取り組む課題:
振付についてのインタビューから、「そうですね。HIDALIのメ」という語句を含むところで始まり「チはしないようにしています。」で終わる部分を、一字一句違えずに書き写しなさい。

═══ 課題文

特に次のことも何も決まっていませんでした(笑)。退社する直前に小野寺さんのワークショップがあると知り、1週間のクリエイションワークショップを受けました。

そのワークショップでは具体的に何をするのか教えてください

1週間毎日違う内容なのですが、基本的には、小野寺さんがお題を出して受講生が「動き」を作っていきます。そこで作った「動き」を小野寺さんが見て、「こう変えてみて」って教えてくれるんです。作る、教わる、直す、という作業を通して最終的に小野寺さんが1つの作品にしていくワークショップです。

1週間毎日通うワークショップって興味深いですね!

そのワークショップの最終日にショーイングというのがあって、1週間の成果をお客さんに見せるんですね。そこに、GRINDER-MANの方が見に来られていて「君が踊っていたダンスはなんていうの?」と声をかけていただきました。その時は「わからない」と答えました(笑)。興味があったら次の公演に出て欲しいと言われて、それが会社を辞めてはじめての仕事になりました。

GRINDER-MANに所属されていたのですか?

いえ、所属はせずに作品ごとに呼んでもらっていました。時にパフォーマーとして、時にアシスタントとして活動に参加する形です。 その内の1つにWORLD ORDERのライブ演出があり、そこで野口量と今井悠と出会い、1年後に3人でHIDALIを結成しました。

HIDALIは振付業界で新しい角度から突然頭角を現した印象があります。アーティストはもちろんのこと、教育番組からCMやイベントまで幅広く手掛けられてきましたよね

そうですね。HIDALIのメンバーは全員ダンサーですが、音楽の鳴らない場所にも「振付」を提供する姿勢が最初からあったので、それが幅広い活動に繋がっていったのだと思います。

話題の振付作品を次々に世に出されているイメージが強いです。具体的な事例をお聞きしたいのですが、例えば嵐の振付はどのように作っていくのですか?

これは嵐に限らずですが、ダンスの振付を作ること自体は一瞬で、それよりも振付に着手する前に完成の絵を決める時間が一番カロリーが高いです。
振付師は、誰がいつどこでどんな衣装で踊るのか、それを誰がいつどこから観るのか、その条件でどんなファンタジーが作れるのかを考えます。
それを考えないで作ると、かかっている音楽のまんまな振付になってしまいます。僕たちの仕事は「音楽」に合っているだけの振付じゃなくて、ファンクが流れているのになんか『海行きたい』って思わせるにはどういう動きがいいのかっていうことを作る事だと思っています。だから振付の時には、何も考えずに音に対してアプローチはしないようにしています。
余談ですが、例えばJUDY AND MARYの”そばかす”を振付すると振付師の技能ってわかるなーって思います。バンドでもう絵が完成している中で、そこにダンサーを付けて良い絵を作れたら、その振付師は魔法使いだって思います。僕なら、YUKI 1人の絵を選んじゃいます(笑)。

══════
═══ 提供された記録

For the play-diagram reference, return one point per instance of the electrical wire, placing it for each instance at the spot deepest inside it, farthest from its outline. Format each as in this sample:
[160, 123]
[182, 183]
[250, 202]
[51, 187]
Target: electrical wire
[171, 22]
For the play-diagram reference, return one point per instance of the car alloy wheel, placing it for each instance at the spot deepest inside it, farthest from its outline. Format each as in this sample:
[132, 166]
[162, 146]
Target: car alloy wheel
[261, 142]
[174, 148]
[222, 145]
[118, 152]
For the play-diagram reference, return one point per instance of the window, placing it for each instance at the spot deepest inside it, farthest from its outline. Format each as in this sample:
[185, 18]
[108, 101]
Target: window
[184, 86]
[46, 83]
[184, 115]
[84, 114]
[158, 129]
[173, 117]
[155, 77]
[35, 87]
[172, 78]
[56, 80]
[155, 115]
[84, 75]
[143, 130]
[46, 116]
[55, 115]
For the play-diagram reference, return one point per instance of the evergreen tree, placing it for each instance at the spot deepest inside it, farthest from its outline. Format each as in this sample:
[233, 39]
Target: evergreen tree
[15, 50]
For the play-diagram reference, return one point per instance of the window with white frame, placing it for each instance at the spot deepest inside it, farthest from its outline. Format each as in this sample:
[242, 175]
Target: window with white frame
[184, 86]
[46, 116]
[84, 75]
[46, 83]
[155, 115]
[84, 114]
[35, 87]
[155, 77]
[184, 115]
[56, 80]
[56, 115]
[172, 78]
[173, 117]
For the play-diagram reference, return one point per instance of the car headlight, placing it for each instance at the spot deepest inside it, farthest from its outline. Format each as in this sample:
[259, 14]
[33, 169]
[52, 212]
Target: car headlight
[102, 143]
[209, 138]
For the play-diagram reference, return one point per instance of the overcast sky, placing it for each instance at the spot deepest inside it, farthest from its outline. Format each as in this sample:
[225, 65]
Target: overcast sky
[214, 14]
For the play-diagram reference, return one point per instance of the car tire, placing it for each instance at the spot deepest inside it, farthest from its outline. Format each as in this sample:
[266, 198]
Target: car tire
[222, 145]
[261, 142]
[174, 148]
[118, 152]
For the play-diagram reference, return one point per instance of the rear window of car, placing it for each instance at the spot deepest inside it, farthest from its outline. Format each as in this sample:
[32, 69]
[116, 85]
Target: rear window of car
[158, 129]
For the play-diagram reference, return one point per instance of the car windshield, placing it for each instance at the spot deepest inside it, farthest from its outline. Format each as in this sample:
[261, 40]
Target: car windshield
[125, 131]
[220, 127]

══════

解答例:
そうですね。HIDALIのメンバーは全員ダンサーですが、音楽の鳴らない場所にも「振付」を提供する姿勢が最初からあったので、それが幅広い活動に繋がっていったのだと思います。

話題の振付作品を次々に世に出されているイメージが強いです。具体的な事例をお聞きしたいのですが、例えば嵐の振付はどのように作っていくのですか?

これは嵐に限らずですが、ダンスの振付を作ること自体は一瞬で、それよりも振付に着手する前に完成の絵を決める時間が一番カロリーが高いです。
振付師は、誰がいつどこでどんな衣装で踊るのか、それを誰がいつどこから観るのか、その条件でどんなファンタジーが作れるのかを考えます。
それを考えないで作ると、かかっている音楽のまんまな振付になってしまいます。僕たちの仕事は「音楽」に合っているだけの振付じゃなくて、ファンクが流れているのになんか『海行きたい』って思わせるにはどういう動きがいいのかっていうことを作る事だと思っています。だから振付の時には、何も考えずに音に対してアプローチはしないようにしています。